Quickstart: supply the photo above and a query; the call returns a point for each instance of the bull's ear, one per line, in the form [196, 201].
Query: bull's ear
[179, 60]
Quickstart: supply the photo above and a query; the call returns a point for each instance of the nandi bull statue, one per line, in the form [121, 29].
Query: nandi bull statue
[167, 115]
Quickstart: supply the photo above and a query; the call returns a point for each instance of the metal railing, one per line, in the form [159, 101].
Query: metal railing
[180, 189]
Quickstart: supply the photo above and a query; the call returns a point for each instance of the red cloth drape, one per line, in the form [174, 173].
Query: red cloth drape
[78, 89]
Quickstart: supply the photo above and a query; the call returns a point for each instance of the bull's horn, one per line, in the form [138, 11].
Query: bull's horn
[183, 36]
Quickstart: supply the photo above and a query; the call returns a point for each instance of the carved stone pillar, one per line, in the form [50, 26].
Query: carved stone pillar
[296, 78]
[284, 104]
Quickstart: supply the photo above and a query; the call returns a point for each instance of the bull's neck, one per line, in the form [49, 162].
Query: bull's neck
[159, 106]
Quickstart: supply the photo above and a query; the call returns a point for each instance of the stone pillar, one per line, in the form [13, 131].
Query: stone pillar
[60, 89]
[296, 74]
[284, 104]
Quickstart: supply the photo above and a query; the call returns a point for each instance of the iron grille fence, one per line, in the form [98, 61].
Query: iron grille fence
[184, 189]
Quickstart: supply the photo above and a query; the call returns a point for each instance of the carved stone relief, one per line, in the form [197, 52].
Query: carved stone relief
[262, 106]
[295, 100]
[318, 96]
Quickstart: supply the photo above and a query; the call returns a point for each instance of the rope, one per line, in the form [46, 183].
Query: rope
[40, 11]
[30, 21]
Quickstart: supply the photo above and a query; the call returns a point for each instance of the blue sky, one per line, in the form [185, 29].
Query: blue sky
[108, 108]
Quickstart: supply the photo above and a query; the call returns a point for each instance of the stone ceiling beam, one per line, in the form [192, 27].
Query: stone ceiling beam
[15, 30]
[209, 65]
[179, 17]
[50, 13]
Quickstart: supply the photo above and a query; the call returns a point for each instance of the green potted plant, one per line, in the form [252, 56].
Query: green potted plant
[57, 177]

▬▬▬

(Exercise description)
Retype the whole listing exactly.

(Answer area)
Quickstart: supply the photo above and a query; the call returns a point for each instance of the bull's ear, one per line, in the form [196, 201].
Query: bull's ear
[179, 60]
Quickstart: supply the photo above and a query; the call returns a point for each instance of the nandi bull statue, one per line, in the form [121, 29].
Query: nandi bull statue
[167, 115]
Quickstart: supply the photo above and a query; the call returns a point for each instance of the metal railing, one per line, in the form [159, 101].
Query: metal railing
[180, 189]
Quickstart: supply the photo above and a query; the call returns a point for each instance of the red cloth drape, one per line, in the form [174, 173].
Query: red cloth drape
[78, 89]
Quickstart: supply the photo above and a query; the call returns a point for each instance of the bull's horn, one per line, in the form [138, 11].
Query: bull's horn
[183, 36]
Quickstart: supply the photo above and a query; the call returns a point for each instance of the carved stone pillar, one per line, in the form [50, 26].
Query: carved stone pillar
[296, 78]
[284, 104]
Quickstart: supply the photo above and a query; the call returns a point for each instance of the bull's neck, one per line, in the form [49, 162].
Query: bull's neck
[159, 106]
Quickstart: supply the photo above and a query; the call returns a point for each instance of the stone pillar, one per line, in the form [13, 131].
Query: stone pillar
[60, 89]
[296, 74]
[284, 104]
Quickstart: supply the photo above and a query; the call returns a point for each instance of the iron grille fence, one per line, in the form [98, 61].
Query: iron grille fence
[184, 189]
Quickstart: supply the photo above and a query; the call returns a point for each instance of the carved stone relief, one per line, in the form [197, 52].
Query: carved stone relief
[262, 106]
[295, 100]
[318, 96]
Quickstart: supply the photo above and a query; the call returns a point for each instance of the rope, one per line, in the form [46, 183].
Query: rope
[40, 11]
[30, 21]
Quickstart: supply the photo above and a query; the call returns a point for each instance of the blue sky, one per line, in the form [185, 29].
Query: blue sky
[108, 108]
Quickstart: supply the photo above and a query; the call returns a point for each instance of the stone ceiling beam, one per line, in the form [192, 27].
Query: stone ceiling beam
[15, 30]
[209, 65]
[179, 17]
[50, 13]
Quickstart: supply the photo above and a query; the call returns a point for each instance of the green potted plant, one per line, in the form [252, 56].
Query: green potted plant
[57, 177]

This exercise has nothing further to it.